Text extract:
══════

I. His boldness.—He does not spare the king. What excuses he might have made! ‘It would be a bit of bad policy to alienate the king, to lose his favour. While he was friendly, John had an opportunity of getting hold of so many people and handing them on to Jesus.’ Ah, how often we are deceived about this matter of popularity and of influence! We are so loath to lose influence, to stand by principle. We sacrifice the very object of which influence and popularity may be given for the sake of retaining it. For what is influence given? What is the worth of popularity save that it may be used?
II. He rebuked vice.—‘I will speak of Thy testimonies even before kings, and will not be ashamed.’ That was the motto of John the Baptist; that must be the law of the Christian Church, and of Christian men and women in whatever sphere or department of life. ‘Before kings’—even the uncrowned King Demos who utters his mandates in the daily press, or the king or queen of your own circle of society. The Christian religion has a code of morals just as imperious in its demands as the Christian creed. Do not be afraid of being thought bigoted or prudish. Raise the standard. There are many who will rally round it if only some one in the office, in the club, in the drawing-room, will have the courage to plant it.

══════

Supplied information:
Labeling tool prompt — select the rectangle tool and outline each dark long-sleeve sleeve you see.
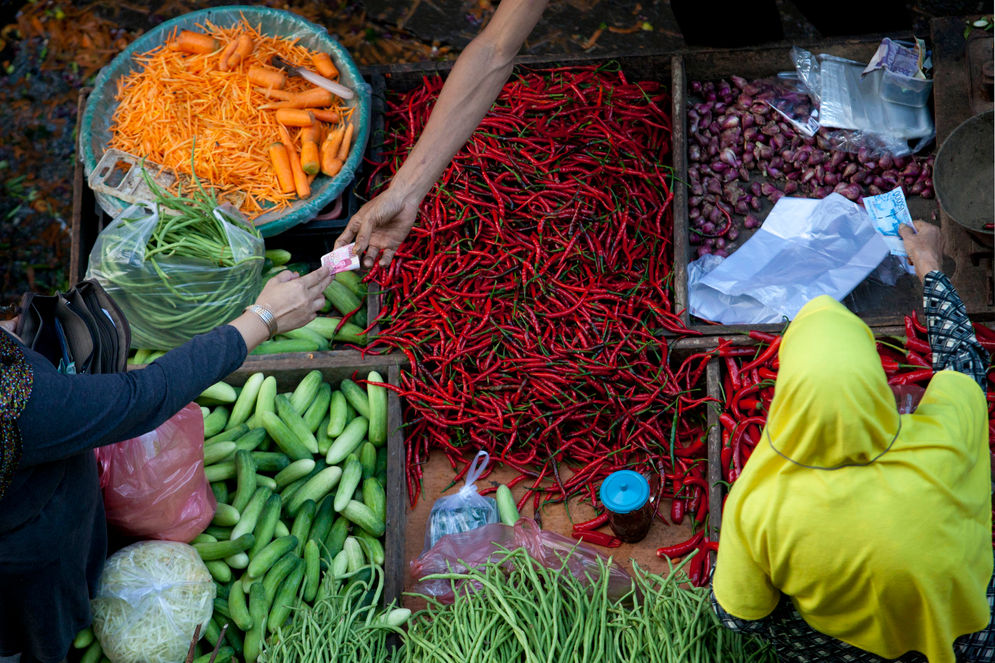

══════

Task instructions:
Copy out the passage above on John the Baptist's boldness before the king, word for word and in full.

Task output:
I. His boldness.—He does not spare the king. What excuses he might have made! ‘It would be a bit of bad policy to alienate the king, to lose his favour. While he was friendly, John had an opportunity of getting hold of so many people and handing them on to Jesus.’ Ah, how often we are deceived about this matter of popularity and of influence! We are so loath to lose influence, to stand by principle. We sacrifice the very object of which influence and popularity may be given for the sake of retaining it. For what is influence given? What is the worth of popularity save that it may be used?
II. He rebuked vice.—‘I will speak of Thy testimonies even before kings, and will not be ashamed.’ That was the motto of John the Baptist; that must be the law of the Christian Church, and of Christian men and women in whatever sphere or department of life. ‘Before kings’—even the uncrowned King Demos who utters his mandates in the daily press, or the king or queen of your own circle of society. The Christian religion has a code of morals just as imperious in its demands as the Christian creed. Do not be afraid of being thought bigoted or prudish. Raise the standard. There are many who will rally round it if only some one in the office, in the club, in the drawing-room, will have the courage to plant it.